==== DATA ====

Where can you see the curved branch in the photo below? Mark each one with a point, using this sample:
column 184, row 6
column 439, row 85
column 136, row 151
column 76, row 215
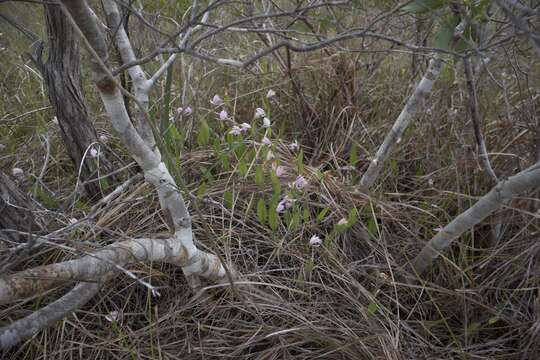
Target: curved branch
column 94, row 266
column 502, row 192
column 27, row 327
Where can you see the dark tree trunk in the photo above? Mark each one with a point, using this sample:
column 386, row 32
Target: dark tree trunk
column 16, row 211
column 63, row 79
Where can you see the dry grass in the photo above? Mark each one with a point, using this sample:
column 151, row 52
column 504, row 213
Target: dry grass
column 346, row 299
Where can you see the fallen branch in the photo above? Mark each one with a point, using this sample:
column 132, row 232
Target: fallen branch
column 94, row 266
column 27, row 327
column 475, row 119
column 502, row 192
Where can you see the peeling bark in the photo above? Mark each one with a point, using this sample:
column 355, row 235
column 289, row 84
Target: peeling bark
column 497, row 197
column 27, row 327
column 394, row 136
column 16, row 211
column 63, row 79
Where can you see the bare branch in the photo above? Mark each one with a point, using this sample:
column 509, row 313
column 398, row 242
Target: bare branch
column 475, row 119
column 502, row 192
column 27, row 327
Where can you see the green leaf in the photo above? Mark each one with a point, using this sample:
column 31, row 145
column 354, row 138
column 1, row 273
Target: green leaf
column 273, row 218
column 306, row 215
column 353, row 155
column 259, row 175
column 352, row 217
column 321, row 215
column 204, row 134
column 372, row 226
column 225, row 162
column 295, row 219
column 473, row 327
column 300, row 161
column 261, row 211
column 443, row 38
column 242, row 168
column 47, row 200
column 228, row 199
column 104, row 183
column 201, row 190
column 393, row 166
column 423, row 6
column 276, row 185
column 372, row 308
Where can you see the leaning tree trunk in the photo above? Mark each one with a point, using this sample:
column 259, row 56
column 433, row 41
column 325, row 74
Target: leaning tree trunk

====
==== DATA ====

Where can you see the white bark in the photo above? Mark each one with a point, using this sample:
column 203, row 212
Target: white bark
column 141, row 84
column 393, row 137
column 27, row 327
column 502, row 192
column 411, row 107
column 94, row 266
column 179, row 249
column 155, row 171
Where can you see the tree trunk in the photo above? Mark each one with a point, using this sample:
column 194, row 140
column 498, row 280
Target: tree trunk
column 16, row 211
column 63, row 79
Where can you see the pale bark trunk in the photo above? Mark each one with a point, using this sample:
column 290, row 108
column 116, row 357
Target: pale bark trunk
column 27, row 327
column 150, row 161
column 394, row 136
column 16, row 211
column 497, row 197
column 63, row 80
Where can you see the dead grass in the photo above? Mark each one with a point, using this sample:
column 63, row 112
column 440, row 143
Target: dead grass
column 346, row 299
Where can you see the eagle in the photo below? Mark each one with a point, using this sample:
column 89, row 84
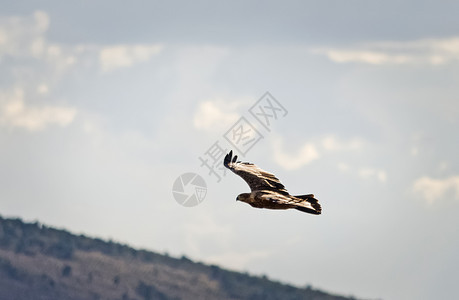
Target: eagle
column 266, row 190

====

#### [YOUR ASSIGNMENT]
For the string "below", filter the data and copy out each line where it occurs.

#### [SOLUTION TO THIS PROBLEM]
Where can you see the curved branch in the photo below? Mark each one with a point, using this sample:
Where can you see the eagle in the photo below? Mark each one with a point, using this sample:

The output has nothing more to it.